SOURCE MATERIAL:
———

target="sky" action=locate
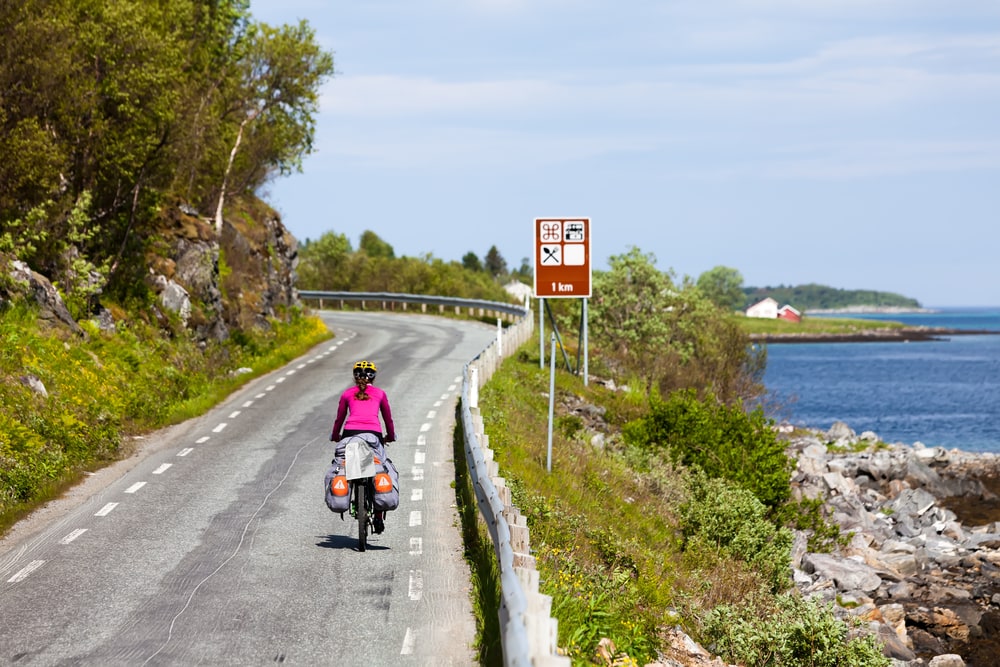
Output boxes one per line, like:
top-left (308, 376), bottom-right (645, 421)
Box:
top-left (250, 0), bottom-right (1000, 307)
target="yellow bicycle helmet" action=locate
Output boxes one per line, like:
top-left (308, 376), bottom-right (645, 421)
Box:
top-left (354, 359), bottom-right (378, 382)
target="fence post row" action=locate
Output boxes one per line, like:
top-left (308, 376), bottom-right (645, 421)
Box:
top-left (299, 291), bottom-right (570, 667)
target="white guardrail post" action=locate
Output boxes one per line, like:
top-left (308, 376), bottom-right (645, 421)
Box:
top-left (299, 291), bottom-right (570, 667)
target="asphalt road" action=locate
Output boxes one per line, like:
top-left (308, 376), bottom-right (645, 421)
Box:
top-left (0, 311), bottom-right (495, 666)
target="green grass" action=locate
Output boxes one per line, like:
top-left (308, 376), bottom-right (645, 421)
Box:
top-left (0, 305), bottom-right (330, 534)
top-left (474, 340), bottom-right (888, 667)
top-left (737, 315), bottom-right (906, 334)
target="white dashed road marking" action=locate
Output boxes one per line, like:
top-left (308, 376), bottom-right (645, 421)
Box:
top-left (399, 628), bottom-right (416, 655)
top-left (410, 570), bottom-right (424, 601)
top-left (410, 537), bottom-right (424, 556)
top-left (59, 528), bottom-right (87, 544)
top-left (94, 503), bottom-right (118, 516)
top-left (7, 560), bottom-right (45, 584)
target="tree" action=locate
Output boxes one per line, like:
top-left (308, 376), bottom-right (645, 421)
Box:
top-left (590, 247), bottom-right (766, 404)
top-left (215, 20), bottom-right (333, 232)
top-left (298, 232), bottom-right (352, 290)
top-left (485, 246), bottom-right (507, 278)
top-left (359, 229), bottom-right (396, 259)
top-left (462, 251), bottom-right (483, 271)
top-left (697, 266), bottom-right (746, 310)
top-left (589, 246), bottom-right (674, 389)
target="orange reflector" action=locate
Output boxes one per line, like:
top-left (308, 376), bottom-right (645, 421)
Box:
top-left (330, 475), bottom-right (349, 496)
top-left (375, 472), bottom-right (392, 493)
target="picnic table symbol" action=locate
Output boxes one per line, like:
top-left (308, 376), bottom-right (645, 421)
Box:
top-left (542, 245), bottom-right (562, 266)
top-left (563, 222), bottom-right (587, 243)
top-left (539, 221), bottom-right (562, 241)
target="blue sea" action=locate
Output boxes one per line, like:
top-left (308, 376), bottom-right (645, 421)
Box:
top-left (764, 307), bottom-right (1000, 452)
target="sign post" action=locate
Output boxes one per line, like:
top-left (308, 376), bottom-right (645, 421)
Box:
top-left (535, 217), bottom-right (591, 385)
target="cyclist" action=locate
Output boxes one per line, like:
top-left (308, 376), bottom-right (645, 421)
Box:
top-left (330, 360), bottom-right (396, 533)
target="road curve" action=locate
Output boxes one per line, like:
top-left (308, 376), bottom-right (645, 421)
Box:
top-left (0, 312), bottom-right (495, 667)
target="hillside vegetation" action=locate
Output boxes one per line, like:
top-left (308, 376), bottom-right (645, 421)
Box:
top-left (466, 249), bottom-right (889, 667)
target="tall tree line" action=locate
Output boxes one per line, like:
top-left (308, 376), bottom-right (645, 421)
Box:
top-left (0, 0), bottom-right (333, 304)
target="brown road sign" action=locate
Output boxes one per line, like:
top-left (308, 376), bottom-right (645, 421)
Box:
top-left (535, 218), bottom-right (590, 299)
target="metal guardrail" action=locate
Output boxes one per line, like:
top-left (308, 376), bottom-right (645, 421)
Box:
top-left (461, 317), bottom-right (570, 667)
top-left (299, 290), bottom-right (529, 317)
top-left (299, 291), bottom-right (570, 667)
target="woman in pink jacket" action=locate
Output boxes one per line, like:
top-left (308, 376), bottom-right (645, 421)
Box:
top-left (330, 361), bottom-right (396, 443)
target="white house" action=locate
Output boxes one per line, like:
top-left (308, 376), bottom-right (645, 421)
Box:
top-left (503, 280), bottom-right (533, 303)
top-left (747, 297), bottom-right (778, 320)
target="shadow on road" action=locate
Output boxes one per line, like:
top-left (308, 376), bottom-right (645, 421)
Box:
top-left (316, 535), bottom-right (389, 551)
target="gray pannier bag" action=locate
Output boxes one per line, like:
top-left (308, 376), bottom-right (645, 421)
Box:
top-left (323, 461), bottom-right (351, 518)
top-left (374, 458), bottom-right (399, 512)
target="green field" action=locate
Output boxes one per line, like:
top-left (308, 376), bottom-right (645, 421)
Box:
top-left (738, 315), bottom-right (906, 334)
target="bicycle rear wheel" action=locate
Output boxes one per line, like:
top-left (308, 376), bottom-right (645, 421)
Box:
top-left (354, 480), bottom-right (370, 551)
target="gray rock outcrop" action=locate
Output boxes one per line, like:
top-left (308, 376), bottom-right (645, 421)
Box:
top-left (787, 424), bottom-right (1000, 667)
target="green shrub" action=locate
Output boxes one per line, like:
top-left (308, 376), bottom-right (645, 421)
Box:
top-left (622, 389), bottom-right (792, 509)
top-left (703, 593), bottom-right (891, 667)
top-left (680, 473), bottom-right (792, 591)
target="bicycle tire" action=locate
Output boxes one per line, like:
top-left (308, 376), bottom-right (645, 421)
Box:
top-left (354, 480), bottom-right (370, 551)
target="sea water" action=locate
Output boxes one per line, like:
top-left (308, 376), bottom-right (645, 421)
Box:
top-left (764, 308), bottom-right (1000, 452)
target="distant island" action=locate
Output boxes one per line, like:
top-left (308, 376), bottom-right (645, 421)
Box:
top-left (743, 283), bottom-right (926, 313)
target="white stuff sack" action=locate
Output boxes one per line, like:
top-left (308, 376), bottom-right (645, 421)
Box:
top-left (344, 438), bottom-right (375, 479)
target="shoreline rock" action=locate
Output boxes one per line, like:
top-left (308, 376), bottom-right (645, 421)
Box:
top-left (750, 327), bottom-right (1000, 343)
top-left (783, 422), bottom-right (1000, 667)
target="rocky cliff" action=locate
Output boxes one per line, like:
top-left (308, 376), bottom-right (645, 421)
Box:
top-left (0, 193), bottom-right (300, 341)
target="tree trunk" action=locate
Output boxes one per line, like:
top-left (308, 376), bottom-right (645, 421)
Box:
top-left (215, 109), bottom-right (259, 235)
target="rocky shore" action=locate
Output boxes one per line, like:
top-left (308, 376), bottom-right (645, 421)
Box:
top-left (750, 327), bottom-right (1000, 343)
top-left (784, 423), bottom-right (1000, 667)
top-left (648, 422), bottom-right (1000, 667)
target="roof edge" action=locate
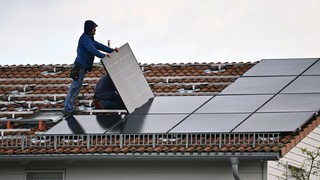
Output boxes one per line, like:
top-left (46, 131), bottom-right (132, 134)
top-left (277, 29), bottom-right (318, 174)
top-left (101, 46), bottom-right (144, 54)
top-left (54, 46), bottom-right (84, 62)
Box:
top-left (0, 152), bottom-right (280, 162)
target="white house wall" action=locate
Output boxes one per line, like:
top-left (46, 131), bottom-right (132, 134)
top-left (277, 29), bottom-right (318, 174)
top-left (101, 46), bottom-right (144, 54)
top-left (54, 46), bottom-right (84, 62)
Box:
top-left (0, 160), bottom-right (266, 180)
top-left (267, 126), bottom-right (320, 180)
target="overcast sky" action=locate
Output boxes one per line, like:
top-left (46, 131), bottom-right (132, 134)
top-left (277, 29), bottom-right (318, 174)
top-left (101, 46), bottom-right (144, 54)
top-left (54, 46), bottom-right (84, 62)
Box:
top-left (0, 0), bottom-right (320, 65)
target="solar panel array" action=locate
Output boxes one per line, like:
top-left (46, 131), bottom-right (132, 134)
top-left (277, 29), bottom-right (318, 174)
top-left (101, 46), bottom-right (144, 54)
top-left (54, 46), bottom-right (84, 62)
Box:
top-left (44, 46), bottom-right (320, 134)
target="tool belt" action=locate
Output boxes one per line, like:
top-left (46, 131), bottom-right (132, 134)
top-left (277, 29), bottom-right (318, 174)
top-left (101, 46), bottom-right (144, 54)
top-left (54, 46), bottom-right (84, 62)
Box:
top-left (70, 63), bottom-right (81, 81)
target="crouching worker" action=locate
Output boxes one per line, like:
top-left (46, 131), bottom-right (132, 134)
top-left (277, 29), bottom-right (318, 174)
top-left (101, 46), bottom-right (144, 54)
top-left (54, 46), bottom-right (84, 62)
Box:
top-left (93, 74), bottom-right (125, 109)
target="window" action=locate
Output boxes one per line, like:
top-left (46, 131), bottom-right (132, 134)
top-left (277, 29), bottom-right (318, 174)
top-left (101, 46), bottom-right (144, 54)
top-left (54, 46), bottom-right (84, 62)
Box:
top-left (26, 170), bottom-right (64, 180)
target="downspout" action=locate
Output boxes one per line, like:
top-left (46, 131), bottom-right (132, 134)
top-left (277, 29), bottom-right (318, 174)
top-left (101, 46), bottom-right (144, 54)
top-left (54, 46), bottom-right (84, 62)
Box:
top-left (230, 157), bottom-right (240, 180)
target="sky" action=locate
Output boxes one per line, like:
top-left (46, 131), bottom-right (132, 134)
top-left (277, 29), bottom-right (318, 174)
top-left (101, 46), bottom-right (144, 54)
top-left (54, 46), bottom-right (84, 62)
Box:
top-left (0, 0), bottom-right (320, 65)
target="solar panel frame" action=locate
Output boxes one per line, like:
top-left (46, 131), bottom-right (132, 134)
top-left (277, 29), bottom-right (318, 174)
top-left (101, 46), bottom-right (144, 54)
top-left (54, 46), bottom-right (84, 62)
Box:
top-left (169, 113), bottom-right (250, 133)
top-left (101, 43), bottom-right (154, 113)
top-left (280, 75), bottom-right (320, 93)
top-left (219, 76), bottom-right (295, 95)
top-left (111, 114), bottom-right (189, 134)
top-left (232, 112), bottom-right (314, 133)
top-left (44, 115), bottom-right (124, 134)
top-left (243, 58), bottom-right (318, 77)
top-left (134, 96), bottom-right (213, 114)
top-left (302, 59), bottom-right (320, 75)
top-left (194, 95), bottom-right (273, 113)
top-left (257, 94), bottom-right (320, 112)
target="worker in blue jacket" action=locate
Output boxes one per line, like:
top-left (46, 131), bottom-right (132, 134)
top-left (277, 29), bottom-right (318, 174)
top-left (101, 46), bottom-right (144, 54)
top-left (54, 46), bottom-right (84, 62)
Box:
top-left (63, 20), bottom-right (118, 115)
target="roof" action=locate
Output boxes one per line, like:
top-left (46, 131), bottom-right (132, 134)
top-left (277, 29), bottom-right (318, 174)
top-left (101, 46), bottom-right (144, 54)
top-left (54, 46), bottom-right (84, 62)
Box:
top-left (0, 62), bottom-right (320, 158)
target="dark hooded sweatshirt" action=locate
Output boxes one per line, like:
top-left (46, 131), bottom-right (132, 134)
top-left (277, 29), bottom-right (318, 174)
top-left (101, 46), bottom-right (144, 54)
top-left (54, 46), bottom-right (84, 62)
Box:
top-left (75, 20), bottom-right (114, 71)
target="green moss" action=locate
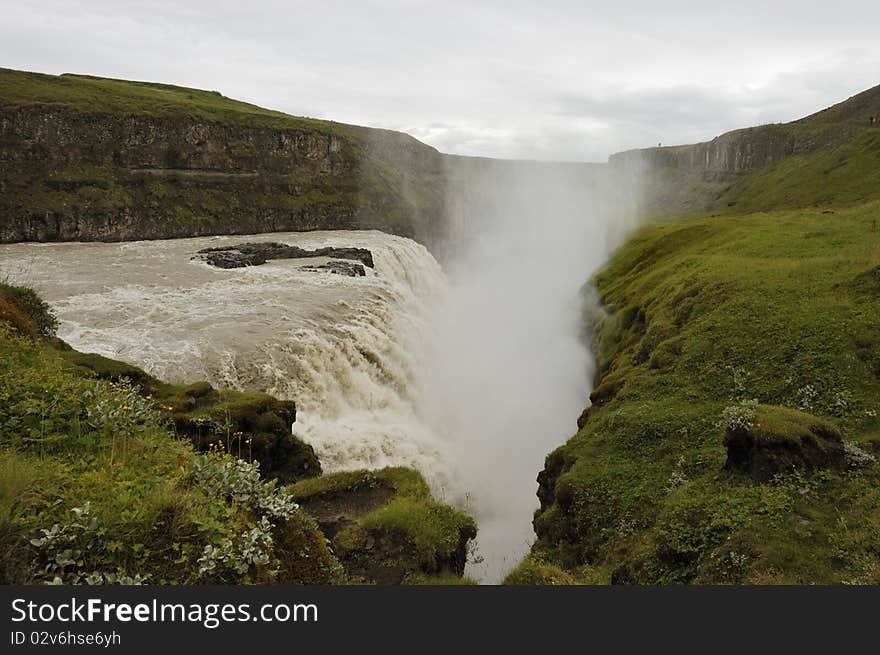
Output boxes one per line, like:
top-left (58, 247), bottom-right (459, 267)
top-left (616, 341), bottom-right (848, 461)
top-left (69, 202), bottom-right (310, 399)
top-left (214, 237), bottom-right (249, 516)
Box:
top-left (503, 555), bottom-right (577, 586)
top-left (534, 202), bottom-right (880, 583)
top-left (60, 346), bottom-right (321, 482)
top-left (290, 468), bottom-right (476, 584)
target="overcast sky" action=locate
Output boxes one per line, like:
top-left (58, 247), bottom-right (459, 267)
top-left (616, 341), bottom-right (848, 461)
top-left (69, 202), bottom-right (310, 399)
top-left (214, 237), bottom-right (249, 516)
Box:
top-left (0, 0), bottom-right (880, 161)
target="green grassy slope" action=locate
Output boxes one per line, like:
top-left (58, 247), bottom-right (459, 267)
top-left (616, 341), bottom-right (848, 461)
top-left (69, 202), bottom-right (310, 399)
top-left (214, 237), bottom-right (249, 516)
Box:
top-left (532, 87), bottom-right (880, 584)
top-left (0, 68), bottom-right (346, 133)
top-left (0, 69), bottom-right (444, 243)
top-left (533, 202), bottom-right (880, 583)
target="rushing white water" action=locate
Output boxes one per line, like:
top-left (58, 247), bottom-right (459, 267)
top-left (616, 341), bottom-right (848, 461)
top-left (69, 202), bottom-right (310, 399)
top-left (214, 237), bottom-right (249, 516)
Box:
top-left (0, 164), bottom-right (626, 582)
top-left (0, 232), bottom-right (453, 496)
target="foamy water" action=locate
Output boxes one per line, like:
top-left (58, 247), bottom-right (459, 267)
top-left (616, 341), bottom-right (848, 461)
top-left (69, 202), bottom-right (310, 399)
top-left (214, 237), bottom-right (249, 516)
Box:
top-left (0, 232), bottom-right (454, 496)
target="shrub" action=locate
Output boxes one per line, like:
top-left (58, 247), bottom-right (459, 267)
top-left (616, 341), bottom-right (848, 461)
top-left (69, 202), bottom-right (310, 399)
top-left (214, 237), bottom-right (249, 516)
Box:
top-left (0, 283), bottom-right (58, 337)
top-left (721, 399), bottom-right (758, 432)
top-left (843, 441), bottom-right (877, 469)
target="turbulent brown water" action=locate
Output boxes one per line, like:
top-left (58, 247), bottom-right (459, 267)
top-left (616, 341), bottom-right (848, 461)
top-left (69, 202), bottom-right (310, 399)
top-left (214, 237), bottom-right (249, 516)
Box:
top-left (0, 196), bottom-right (613, 582)
top-left (0, 232), bottom-right (452, 482)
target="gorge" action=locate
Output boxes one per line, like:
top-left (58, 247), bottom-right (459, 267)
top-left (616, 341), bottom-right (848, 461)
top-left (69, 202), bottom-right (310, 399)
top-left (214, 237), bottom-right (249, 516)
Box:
top-left (0, 70), bottom-right (880, 584)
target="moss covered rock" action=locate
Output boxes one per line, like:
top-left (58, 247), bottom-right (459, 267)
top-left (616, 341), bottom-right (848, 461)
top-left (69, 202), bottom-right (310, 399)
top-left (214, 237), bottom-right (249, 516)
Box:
top-left (724, 405), bottom-right (845, 482)
top-left (291, 468), bottom-right (477, 584)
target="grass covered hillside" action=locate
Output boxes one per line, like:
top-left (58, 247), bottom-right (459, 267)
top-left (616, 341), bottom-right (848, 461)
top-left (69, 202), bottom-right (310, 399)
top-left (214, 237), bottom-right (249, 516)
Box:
top-left (517, 202), bottom-right (880, 584)
top-left (0, 69), bottom-right (445, 243)
top-left (0, 284), bottom-right (476, 584)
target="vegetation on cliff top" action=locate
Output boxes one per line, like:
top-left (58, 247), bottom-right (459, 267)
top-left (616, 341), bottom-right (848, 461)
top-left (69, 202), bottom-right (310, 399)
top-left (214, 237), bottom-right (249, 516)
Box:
top-left (534, 202), bottom-right (880, 583)
top-left (291, 468), bottom-right (477, 584)
top-left (0, 69), bottom-right (443, 243)
top-left (623, 86), bottom-right (880, 220)
top-left (0, 68), bottom-right (346, 134)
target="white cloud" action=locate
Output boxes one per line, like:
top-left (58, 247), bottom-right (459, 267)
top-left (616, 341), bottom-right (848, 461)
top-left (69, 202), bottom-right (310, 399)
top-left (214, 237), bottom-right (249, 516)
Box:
top-left (0, 0), bottom-right (880, 160)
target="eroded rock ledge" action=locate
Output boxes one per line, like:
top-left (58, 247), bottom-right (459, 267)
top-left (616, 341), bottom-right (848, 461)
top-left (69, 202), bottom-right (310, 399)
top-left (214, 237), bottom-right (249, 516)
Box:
top-left (193, 241), bottom-right (374, 277)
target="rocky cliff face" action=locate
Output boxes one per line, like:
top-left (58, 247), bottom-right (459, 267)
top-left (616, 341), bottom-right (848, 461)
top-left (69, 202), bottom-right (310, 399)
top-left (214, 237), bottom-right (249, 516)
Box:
top-left (609, 125), bottom-right (840, 177)
top-left (0, 71), bottom-right (443, 249)
top-left (609, 87), bottom-right (880, 214)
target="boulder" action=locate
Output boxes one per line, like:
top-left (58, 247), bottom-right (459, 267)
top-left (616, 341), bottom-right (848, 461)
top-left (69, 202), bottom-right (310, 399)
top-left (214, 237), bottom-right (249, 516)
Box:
top-left (192, 241), bottom-right (374, 275)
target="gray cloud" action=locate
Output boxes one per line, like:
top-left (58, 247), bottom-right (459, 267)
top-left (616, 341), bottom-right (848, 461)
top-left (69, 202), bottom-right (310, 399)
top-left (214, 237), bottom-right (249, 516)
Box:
top-left (0, 0), bottom-right (880, 161)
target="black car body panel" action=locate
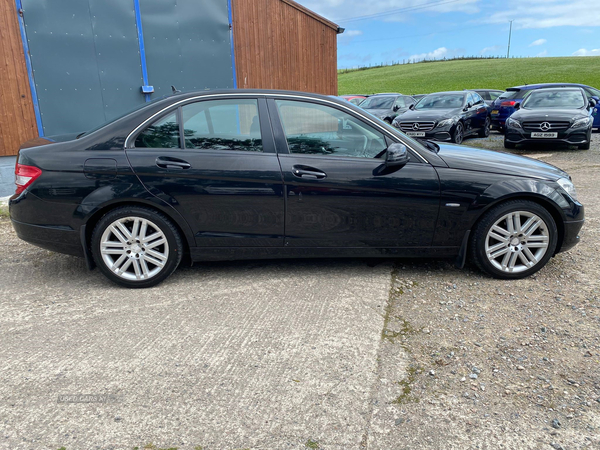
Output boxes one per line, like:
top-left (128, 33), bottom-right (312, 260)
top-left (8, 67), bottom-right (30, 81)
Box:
top-left (9, 90), bottom-right (583, 268)
top-left (505, 87), bottom-right (595, 145)
top-left (392, 91), bottom-right (490, 142)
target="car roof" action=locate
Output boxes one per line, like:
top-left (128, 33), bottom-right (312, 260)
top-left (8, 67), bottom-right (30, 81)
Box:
top-left (506, 83), bottom-right (589, 91)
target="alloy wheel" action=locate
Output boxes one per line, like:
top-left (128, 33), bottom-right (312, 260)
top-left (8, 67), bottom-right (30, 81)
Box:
top-left (485, 211), bottom-right (550, 273)
top-left (100, 216), bottom-right (169, 281)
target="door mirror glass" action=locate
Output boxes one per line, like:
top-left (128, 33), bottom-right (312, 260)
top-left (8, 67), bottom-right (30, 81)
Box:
top-left (385, 144), bottom-right (410, 167)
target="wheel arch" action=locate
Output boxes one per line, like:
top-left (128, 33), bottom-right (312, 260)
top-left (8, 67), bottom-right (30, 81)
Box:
top-left (465, 192), bottom-right (565, 254)
top-left (82, 198), bottom-right (195, 264)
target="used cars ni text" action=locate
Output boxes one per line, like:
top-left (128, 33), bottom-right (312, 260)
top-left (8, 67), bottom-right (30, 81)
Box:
top-left (504, 88), bottom-right (596, 150)
top-left (9, 90), bottom-right (584, 287)
top-left (393, 91), bottom-right (490, 144)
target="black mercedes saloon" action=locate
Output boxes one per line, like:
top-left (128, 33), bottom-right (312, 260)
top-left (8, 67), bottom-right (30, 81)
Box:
top-left (504, 87), bottom-right (596, 150)
top-left (392, 91), bottom-right (491, 144)
top-left (9, 90), bottom-right (584, 288)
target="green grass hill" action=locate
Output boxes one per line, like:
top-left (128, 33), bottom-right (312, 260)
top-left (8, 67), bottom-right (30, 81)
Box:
top-left (338, 56), bottom-right (600, 95)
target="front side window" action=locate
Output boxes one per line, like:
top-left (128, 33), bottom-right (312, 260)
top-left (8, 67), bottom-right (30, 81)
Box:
top-left (135, 111), bottom-right (181, 148)
top-left (276, 100), bottom-right (387, 158)
top-left (181, 99), bottom-right (263, 152)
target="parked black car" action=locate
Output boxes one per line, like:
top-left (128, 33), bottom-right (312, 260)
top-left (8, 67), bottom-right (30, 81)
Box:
top-left (359, 94), bottom-right (416, 123)
top-left (504, 88), bottom-right (596, 150)
top-left (9, 90), bottom-right (584, 287)
top-left (393, 91), bottom-right (490, 144)
top-left (465, 89), bottom-right (504, 106)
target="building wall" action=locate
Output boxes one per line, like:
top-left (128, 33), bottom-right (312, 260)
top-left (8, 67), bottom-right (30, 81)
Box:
top-left (232, 0), bottom-right (337, 95)
top-left (0, 0), bottom-right (37, 156)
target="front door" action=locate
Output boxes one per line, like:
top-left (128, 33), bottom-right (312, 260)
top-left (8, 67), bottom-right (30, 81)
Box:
top-left (127, 98), bottom-right (284, 247)
top-left (269, 99), bottom-right (440, 248)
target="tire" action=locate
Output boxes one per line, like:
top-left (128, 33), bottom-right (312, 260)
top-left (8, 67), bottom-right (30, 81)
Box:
top-left (452, 122), bottom-right (465, 144)
top-left (470, 200), bottom-right (558, 279)
top-left (479, 117), bottom-right (492, 137)
top-left (91, 206), bottom-right (183, 288)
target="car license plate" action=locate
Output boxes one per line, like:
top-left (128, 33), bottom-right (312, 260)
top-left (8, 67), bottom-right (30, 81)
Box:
top-left (531, 131), bottom-right (558, 139)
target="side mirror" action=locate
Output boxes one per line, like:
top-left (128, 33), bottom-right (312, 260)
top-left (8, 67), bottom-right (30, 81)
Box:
top-left (385, 144), bottom-right (410, 168)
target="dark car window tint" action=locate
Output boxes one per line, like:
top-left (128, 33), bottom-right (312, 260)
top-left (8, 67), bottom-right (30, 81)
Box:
top-left (135, 112), bottom-right (181, 148)
top-left (523, 89), bottom-right (587, 109)
top-left (276, 100), bottom-right (387, 158)
top-left (360, 95), bottom-right (396, 109)
top-left (182, 99), bottom-right (263, 152)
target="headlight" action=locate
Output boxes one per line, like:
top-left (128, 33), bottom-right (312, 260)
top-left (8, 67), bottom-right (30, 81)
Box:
top-left (506, 117), bottom-right (523, 128)
top-left (571, 117), bottom-right (591, 128)
top-left (556, 178), bottom-right (577, 200)
top-left (436, 117), bottom-right (457, 128)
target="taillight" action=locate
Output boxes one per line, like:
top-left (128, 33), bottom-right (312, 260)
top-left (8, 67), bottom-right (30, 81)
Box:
top-left (15, 162), bottom-right (42, 194)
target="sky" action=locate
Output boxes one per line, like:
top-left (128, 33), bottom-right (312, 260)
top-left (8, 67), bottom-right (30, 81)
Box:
top-left (297, 0), bottom-right (600, 69)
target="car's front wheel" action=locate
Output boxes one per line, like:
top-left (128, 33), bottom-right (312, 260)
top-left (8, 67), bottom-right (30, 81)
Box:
top-left (91, 206), bottom-right (183, 288)
top-left (452, 122), bottom-right (465, 144)
top-left (470, 200), bottom-right (558, 279)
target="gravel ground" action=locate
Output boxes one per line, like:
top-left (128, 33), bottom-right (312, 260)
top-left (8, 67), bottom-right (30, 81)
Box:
top-left (0, 133), bottom-right (600, 450)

———

SET TASK: Gather every line above that contains the string "sign" and copy each one in full. Matching is case-sensitive.

WRITTEN ANSWER:
target="sign post" action=locate
target="brown road sign" action=locate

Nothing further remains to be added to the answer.